[start Listed records]

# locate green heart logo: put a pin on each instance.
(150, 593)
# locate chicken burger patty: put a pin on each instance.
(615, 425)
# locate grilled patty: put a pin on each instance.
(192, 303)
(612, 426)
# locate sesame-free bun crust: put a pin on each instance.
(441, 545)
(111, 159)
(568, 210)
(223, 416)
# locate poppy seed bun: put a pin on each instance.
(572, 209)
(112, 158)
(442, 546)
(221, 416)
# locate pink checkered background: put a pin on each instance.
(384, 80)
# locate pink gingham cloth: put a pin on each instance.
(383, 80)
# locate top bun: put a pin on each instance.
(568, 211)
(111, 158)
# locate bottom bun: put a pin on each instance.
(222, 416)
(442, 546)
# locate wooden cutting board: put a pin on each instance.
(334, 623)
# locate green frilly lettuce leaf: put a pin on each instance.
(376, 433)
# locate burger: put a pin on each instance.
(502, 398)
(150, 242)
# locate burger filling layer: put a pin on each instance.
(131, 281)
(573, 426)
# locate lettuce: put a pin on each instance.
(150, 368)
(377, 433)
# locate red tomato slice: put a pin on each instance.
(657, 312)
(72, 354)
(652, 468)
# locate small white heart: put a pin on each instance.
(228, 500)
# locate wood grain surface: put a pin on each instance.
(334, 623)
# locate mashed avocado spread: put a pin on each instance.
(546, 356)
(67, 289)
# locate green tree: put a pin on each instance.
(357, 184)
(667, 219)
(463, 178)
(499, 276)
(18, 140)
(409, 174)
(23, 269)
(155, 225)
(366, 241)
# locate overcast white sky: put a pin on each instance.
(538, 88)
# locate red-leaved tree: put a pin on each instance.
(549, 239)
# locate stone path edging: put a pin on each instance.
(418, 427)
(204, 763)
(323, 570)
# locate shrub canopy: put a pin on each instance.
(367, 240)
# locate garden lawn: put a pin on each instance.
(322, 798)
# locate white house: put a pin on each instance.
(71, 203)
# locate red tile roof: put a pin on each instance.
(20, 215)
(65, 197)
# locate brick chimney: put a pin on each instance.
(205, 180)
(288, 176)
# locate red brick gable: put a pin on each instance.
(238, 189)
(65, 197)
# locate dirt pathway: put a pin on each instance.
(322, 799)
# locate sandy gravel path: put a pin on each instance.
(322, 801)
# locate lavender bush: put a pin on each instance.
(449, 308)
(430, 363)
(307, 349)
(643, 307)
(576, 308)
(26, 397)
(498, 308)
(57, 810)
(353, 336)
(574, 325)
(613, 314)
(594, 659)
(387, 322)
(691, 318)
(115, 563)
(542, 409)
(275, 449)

[end Listed records]

--- Instruction ---
Write out the lines again, from the line with "# locate shrub" through the last line, keeping the requests. Raise every coordinate in the answers by 98.

--- Final answer ---
# locate shrub canopy: put a pin on each instance.
(465, 338)
# locate garden lawn: put a pin on each instance.
(420, 896)
# locate white house: put a pin on each instance.
(169, 301)
# locate red tile roof: put a pin on each instance.
(118, 313)
(163, 295)
# locate brick chimney: put a pin on each instance.
(303, 278)
(386, 274)
# locate red brick gable: put a pin on each instance.
(336, 287)
(163, 295)
# locate dirt pathway: put a pin on each instance.
(420, 897)
# locate sandy gravel path: put a pin on each instance.
(420, 899)
# locate lavender bush: put a pin on each instance.
(547, 406)
(528, 461)
(405, 447)
(741, 405)
(674, 406)
(124, 495)
(596, 406)
(155, 908)
(451, 434)
(672, 423)
(711, 412)
(692, 757)
(485, 420)
(789, 416)
(213, 661)
(640, 507)
(373, 547)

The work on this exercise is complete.